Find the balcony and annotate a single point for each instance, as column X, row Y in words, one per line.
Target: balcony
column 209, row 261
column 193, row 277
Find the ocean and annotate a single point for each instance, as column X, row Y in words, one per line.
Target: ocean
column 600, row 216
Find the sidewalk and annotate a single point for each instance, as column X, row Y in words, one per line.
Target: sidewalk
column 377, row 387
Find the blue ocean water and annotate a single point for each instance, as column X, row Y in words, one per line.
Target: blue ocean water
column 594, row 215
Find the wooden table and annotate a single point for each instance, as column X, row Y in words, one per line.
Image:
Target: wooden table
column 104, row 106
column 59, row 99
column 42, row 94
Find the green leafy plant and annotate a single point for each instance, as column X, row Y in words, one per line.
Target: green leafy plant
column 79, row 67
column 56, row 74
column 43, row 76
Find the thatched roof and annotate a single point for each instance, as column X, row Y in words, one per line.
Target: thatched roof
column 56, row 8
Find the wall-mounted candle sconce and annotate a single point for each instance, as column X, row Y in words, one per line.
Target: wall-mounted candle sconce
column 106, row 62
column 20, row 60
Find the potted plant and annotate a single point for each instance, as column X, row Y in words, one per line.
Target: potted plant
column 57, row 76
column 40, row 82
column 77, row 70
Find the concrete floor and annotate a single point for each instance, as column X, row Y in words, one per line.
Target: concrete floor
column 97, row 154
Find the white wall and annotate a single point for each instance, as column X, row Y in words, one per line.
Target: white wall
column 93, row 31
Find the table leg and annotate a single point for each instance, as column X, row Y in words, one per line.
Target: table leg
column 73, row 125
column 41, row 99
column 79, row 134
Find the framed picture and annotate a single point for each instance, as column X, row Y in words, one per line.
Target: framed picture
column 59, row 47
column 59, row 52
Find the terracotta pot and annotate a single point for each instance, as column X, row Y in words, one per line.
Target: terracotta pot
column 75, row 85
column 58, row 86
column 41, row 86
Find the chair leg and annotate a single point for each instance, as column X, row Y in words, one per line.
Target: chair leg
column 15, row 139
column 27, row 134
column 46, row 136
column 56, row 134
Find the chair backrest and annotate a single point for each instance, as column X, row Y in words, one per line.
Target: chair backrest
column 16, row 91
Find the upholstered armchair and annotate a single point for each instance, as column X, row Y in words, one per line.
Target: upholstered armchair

● Problem requirements
Edit the data above by replacing every occurrence of "annotate" with "mark" and leaving all other text unchanged.

● Right answer
Find the balcony and mark a single point for each instance, as column X, row Y in words, one per line.
Target: balcony
column 209, row 261
column 193, row 277
Find the ocean and mark a single point for each instance, as column X, row Y in words, one per line.
Target: ocean
column 600, row 216
Find the sidewalk and mark a single point for each instance, as column X, row Y in words, one per line.
Target: sidewalk
column 377, row 387
Find the blue ocean water and mark a single point for each instance, as column X, row Y in words, one per line.
Target: blue ocean water
column 594, row 215
Find the wooden table and mark a single point for each instance, as column X, row Y in words, one per line.
Image:
Target: wooden table
column 104, row 106
column 59, row 99
column 42, row 94
Find the green leafy plant and mark a single point for each instance, as column X, row Y in words, one per line.
Target: green leafy plant
column 79, row 67
column 56, row 74
column 43, row 76
Find the thatched roof and mark a single point for each instance, as column X, row Y in words, one per line.
Target: thatched roof
column 56, row 8
Find the wall-mounted candle sconce and mark a single point for each instance, as column X, row Y in words, one per line.
Target: wall-mounted candle sconce
column 106, row 62
column 20, row 60
Find the potted plant and mark a single point for each instance, as column X, row Y in words, one per line.
Target: potted plant
column 57, row 76
column 40, row 82
column 77, row 70
Find the concrete floor and mark a single point for each instance, as column X, row Y in words, one per line.
Target: concrete floor
column 97, row 154
Find the white wall and mark a single point for each instance, as column X, row Y in words, one per line.
Target: white wall
column 93, row 31
Find the table leg and mark a single point for each instance, as column X, row Y in words, one per line.
Target: table leg
column 73, row 125
column 41, row 99
column 79, row 134
Find the framed picture and mark a single point for each instance, as column X, row Y in words, one per line.
Target: framed picture
column 59, row 47
column 59, row 52
Find the terracotta pot and mark a single point for each instance, as column X, row Y in words, one per line.
Target: terracotta pot
column 75, row 85
column 58, row 86
column 41, row 86
Find the chair leg and mark a single point for each instance, as column X, row Y in words, one per line.
Target: chair leg
column 15, row 139
column 27, row 134
column 46, row 136
column 56, row 134
Find the chair backrest and mark a single point for each instance, as column X, row Y in words, one per line.
Target: chair backrest
column 16, row 91
Find the upholstered armchair and mark a single point for each instance, as column X, row Y in words, one per line.
Target: upholstered armchair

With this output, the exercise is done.